# [WHAT THE TASK ASKS]
Only the lines from the one containing "headlight of black" to the end of the entries should be written out, each exactly as it stands, both ends included.
— Start ENTRIES PROVIDED —
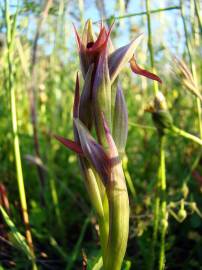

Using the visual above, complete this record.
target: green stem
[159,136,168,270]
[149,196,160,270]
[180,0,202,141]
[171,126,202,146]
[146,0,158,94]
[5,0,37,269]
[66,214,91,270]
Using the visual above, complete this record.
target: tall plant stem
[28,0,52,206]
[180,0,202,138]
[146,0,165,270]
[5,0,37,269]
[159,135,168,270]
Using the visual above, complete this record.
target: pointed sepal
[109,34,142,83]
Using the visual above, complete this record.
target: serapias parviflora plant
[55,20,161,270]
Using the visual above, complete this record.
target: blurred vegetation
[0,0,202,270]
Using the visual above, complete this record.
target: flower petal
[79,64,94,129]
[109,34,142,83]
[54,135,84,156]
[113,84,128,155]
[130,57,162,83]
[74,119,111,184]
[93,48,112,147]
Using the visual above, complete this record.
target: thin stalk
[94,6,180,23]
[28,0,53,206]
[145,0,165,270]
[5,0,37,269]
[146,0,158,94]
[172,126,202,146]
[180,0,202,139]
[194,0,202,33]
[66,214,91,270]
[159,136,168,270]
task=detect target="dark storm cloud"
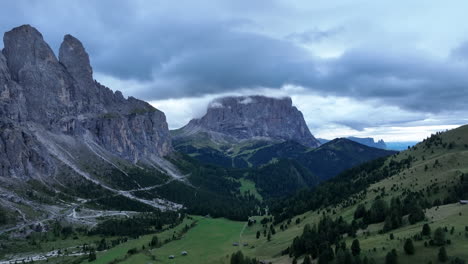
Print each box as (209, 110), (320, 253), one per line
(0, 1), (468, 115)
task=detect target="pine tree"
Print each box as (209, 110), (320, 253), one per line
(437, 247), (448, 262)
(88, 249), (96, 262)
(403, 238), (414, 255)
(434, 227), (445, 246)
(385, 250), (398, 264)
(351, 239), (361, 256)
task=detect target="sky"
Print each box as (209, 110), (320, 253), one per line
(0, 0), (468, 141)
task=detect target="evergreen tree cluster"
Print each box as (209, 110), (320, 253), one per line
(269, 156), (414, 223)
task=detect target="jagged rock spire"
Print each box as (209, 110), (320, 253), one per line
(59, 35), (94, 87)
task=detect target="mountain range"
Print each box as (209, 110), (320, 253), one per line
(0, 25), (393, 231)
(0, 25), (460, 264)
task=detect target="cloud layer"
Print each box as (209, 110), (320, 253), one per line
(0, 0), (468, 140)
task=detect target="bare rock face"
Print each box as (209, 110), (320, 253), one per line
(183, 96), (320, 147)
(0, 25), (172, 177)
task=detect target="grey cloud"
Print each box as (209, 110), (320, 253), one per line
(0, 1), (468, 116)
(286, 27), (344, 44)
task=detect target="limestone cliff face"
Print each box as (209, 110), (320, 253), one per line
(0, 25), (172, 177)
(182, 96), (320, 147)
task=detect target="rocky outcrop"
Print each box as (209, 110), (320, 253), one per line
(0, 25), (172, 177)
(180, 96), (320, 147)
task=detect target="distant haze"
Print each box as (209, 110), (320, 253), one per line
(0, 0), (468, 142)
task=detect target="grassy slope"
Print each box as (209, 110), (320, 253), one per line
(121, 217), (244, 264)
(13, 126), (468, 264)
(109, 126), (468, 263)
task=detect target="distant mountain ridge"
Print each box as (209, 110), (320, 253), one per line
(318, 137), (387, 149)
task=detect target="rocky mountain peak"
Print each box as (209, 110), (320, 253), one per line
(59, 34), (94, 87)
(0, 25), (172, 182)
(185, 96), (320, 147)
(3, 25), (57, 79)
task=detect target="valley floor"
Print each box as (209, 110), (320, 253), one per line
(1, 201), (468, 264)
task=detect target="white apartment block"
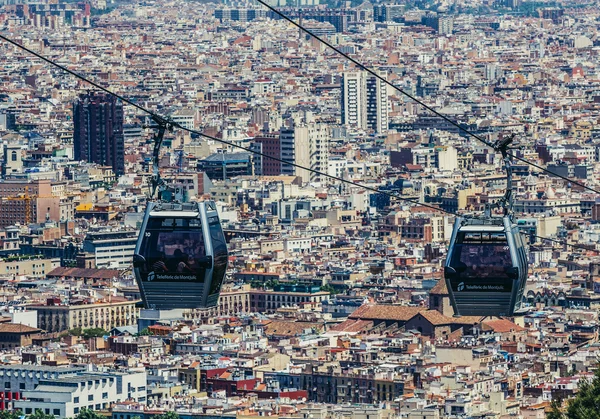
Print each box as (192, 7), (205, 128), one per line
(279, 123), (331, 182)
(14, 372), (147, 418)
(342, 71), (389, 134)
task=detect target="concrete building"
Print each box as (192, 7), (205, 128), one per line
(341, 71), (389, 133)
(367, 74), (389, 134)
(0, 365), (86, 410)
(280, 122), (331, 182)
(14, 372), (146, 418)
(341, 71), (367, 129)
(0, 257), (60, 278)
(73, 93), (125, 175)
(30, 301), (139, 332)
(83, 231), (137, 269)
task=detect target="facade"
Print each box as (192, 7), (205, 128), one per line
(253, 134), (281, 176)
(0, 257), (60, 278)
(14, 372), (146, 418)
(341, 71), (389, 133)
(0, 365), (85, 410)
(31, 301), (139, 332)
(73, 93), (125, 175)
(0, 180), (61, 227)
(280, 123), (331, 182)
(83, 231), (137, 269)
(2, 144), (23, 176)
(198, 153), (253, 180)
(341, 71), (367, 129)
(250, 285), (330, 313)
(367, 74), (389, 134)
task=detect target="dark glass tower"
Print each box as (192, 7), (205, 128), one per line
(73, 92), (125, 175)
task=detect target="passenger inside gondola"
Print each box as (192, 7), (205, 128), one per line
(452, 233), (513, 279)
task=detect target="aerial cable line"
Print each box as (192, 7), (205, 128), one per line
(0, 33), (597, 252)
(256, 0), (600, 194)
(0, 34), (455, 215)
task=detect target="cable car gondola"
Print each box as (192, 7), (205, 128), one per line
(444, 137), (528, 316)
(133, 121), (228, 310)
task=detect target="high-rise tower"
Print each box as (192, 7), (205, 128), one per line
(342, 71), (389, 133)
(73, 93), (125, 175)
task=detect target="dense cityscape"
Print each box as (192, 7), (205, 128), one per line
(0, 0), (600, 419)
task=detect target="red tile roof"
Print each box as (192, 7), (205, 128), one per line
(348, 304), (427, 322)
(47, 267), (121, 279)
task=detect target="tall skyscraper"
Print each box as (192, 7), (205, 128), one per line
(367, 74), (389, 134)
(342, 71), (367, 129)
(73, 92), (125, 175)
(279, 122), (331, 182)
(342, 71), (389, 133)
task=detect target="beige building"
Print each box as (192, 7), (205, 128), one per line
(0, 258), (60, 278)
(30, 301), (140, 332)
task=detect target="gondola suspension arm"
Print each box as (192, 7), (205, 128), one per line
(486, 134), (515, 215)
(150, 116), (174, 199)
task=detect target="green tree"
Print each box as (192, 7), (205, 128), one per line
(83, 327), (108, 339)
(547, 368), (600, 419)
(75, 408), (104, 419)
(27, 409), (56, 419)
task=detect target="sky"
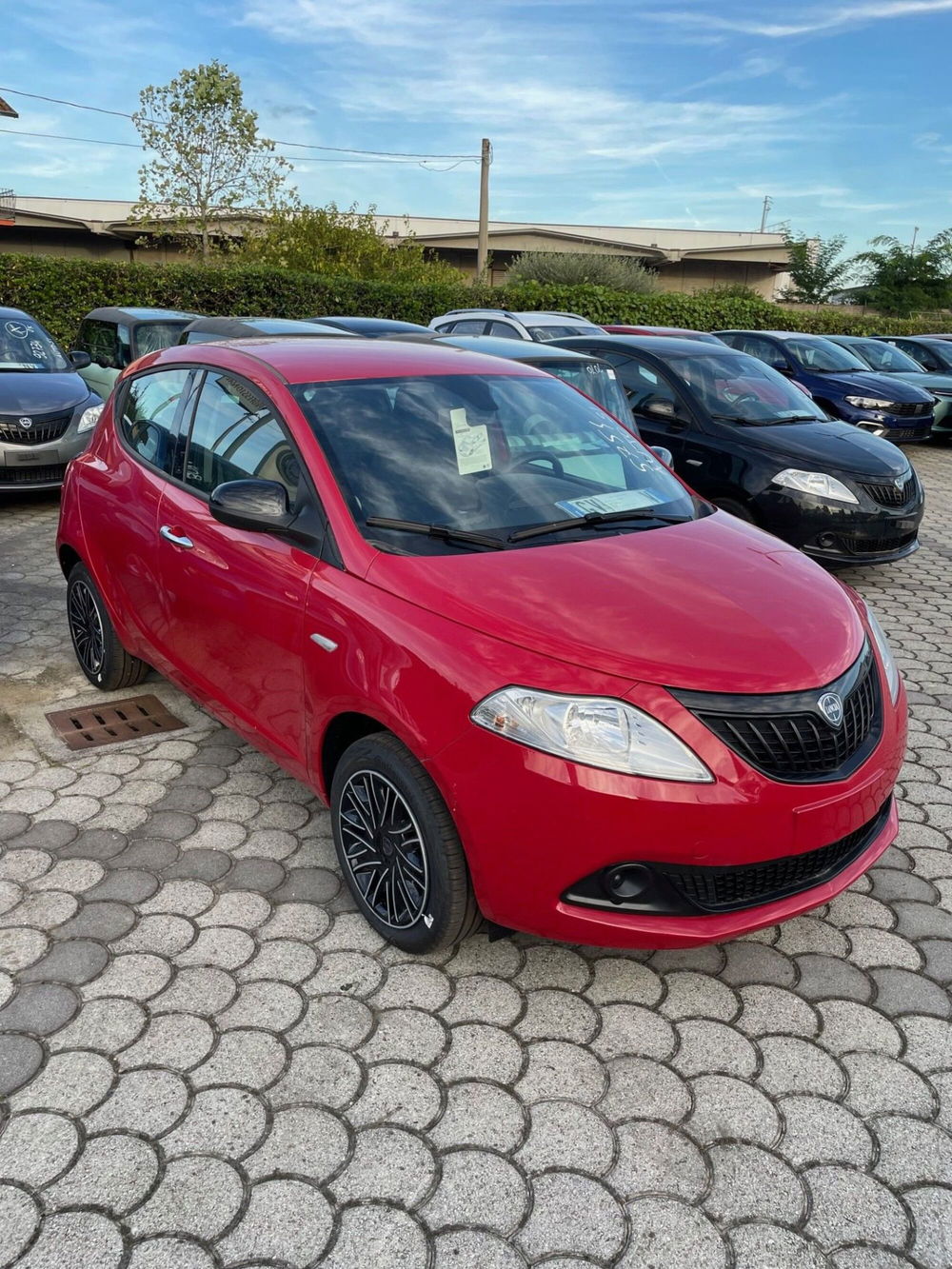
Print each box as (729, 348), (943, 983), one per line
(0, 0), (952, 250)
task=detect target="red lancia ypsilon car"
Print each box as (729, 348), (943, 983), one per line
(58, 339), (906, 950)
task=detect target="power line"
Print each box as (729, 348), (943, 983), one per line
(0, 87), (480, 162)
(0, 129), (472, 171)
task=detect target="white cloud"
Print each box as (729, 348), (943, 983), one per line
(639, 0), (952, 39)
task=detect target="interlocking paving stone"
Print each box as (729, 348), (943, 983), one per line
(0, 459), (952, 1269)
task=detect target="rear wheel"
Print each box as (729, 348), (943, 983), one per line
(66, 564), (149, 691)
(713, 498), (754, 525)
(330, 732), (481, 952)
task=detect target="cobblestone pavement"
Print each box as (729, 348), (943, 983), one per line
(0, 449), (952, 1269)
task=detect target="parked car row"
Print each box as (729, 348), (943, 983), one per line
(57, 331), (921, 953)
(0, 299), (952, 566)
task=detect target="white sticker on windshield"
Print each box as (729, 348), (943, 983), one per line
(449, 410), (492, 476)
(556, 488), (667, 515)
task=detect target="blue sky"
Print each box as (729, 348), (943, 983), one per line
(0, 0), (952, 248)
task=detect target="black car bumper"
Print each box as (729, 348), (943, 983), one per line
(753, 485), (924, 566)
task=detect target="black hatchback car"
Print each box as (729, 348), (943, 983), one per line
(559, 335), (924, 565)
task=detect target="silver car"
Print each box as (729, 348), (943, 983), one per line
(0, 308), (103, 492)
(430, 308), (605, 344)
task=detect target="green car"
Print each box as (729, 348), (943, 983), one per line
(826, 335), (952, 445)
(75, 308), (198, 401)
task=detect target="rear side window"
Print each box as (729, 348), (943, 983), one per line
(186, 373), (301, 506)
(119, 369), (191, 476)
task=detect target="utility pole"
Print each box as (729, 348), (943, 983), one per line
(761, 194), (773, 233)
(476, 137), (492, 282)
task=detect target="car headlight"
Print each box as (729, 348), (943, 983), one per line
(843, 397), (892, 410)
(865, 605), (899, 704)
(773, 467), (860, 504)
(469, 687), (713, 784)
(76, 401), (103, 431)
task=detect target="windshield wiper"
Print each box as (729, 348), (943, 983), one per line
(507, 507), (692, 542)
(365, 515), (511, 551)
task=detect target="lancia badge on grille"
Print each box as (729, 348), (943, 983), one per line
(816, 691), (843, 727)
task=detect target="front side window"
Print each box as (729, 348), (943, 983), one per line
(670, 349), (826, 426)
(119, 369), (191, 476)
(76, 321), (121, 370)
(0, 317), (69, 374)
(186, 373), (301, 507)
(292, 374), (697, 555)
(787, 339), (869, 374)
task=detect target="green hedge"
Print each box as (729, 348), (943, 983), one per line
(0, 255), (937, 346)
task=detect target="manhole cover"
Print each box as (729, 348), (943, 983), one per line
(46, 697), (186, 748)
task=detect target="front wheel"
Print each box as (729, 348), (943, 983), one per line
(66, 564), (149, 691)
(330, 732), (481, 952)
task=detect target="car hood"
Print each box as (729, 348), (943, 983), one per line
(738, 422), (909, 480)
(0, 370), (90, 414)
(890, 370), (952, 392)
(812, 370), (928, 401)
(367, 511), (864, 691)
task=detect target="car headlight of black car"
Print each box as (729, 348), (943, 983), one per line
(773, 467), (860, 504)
— End ENTRIES PROVIDED —
# [ANSWER TO THIS TASK]
task=detect target="car headlight of black car"
Print each box as (729, 348), (943, 983), one per line
(773, 467), (860, 504)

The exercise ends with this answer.